What you should do
Transcribe the entries that follow exactly as they appear, minus pictures.

[Point localization data]
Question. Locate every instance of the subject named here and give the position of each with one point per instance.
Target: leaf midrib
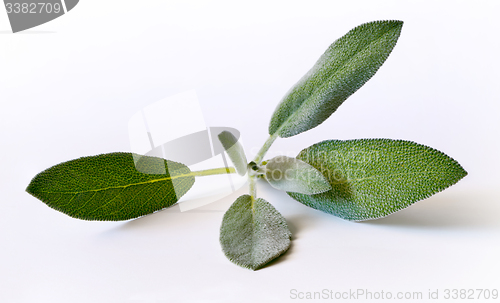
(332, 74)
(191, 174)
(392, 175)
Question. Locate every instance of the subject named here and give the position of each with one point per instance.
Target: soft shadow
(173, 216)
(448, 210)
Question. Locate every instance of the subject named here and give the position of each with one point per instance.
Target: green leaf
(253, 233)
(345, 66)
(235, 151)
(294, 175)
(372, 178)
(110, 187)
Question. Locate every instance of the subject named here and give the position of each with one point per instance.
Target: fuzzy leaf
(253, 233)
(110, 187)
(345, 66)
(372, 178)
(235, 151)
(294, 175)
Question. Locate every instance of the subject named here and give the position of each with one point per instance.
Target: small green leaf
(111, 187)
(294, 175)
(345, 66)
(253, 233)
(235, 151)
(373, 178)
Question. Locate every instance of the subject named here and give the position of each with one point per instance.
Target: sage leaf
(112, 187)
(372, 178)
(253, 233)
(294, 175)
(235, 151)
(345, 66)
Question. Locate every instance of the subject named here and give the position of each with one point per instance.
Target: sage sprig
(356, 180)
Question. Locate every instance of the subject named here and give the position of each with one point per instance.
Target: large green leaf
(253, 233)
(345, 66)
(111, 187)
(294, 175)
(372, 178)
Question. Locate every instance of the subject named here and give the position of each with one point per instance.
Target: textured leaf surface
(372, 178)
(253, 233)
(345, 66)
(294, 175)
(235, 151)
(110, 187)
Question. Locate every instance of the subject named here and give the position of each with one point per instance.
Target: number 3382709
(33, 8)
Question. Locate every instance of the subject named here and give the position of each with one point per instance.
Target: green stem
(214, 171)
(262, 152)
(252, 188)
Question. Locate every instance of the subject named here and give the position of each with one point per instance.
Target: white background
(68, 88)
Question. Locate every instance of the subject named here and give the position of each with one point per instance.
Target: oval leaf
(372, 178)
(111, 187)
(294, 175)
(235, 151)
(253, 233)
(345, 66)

Answer box
Question. Locate every instance of the subject named here and give the position of each with one point per instance.
Target: leaf midrib
(332, 74)
(191, 174)
(392, 175)
Question. Locate every instance of the subject named here and give the position of each with one point per instance.
Target: soft shadow
(173, 216)
(448, 210)
Question. Locate every instance of the subject named here and give the position of each with one point per instance.
Target: green leaf
(253, 233)
(345, 66)
(235, 151)
(294, 175)
(372, 178)
(110, 187)
Question. Locate every instance of the subject named here and give the position of each with one point per instance.
Target: fuzzy leaf
(253, 233)
(110, 187)
(345, 66)
(372, 178)
(235, 151)
(294, 175)
Question. Locate every instance of the subject named here and give the position of each with one point per instance.
Target: small green leaf
(111, 187)
(294, 175)
(345, 66)
(253, 233)
(235, 151)
(373, 178)
Question. Locate every instance of the subject named here and give the position of each with one point per instance.
Target: sage leaf
(112, 187)
(372, 178)
(253, 233)
(294, 175)
(235, 151)
(345, 66)
Question. Locate every instance of the subject named here and give the position of each with one point per instance.
Target: sage sprig
(356, 180)
Question. Locate every instance of the subject named here and give the position of each with one point per instance.
Target: large green leaf
(253, 233)
(345, 66)
(111, 187)
(294, 175)
(372, 178)
Question. Locate every instance of the subject named here and give the position of each with one point per instance.
Target: textured leaf surface
(372, 178)
(253, 233)
(345, 66)
(294, 175)
(235, 151)
(110, 187)
Question. Locate every instance of the subject named here and give the position of each with one point per instance.
Target: number 3382709
(33, 8)
Question. Locate every instance of the subject named here and give the position of each with one point per instance.
Target: green stem
(214, 171)
(262, 152)
(252, 188)
Question. Locate every instance of the subject named here and give the position of each with one point per instance.
Target: white background
(68, 88)
Question. Locate every instance of the subject named here and give the position of each with one point per instance.
Target: oval leaf
(372, 178)
(111, 187)
(294, 175)
(235, 151)
(253, 233)
(345, 66)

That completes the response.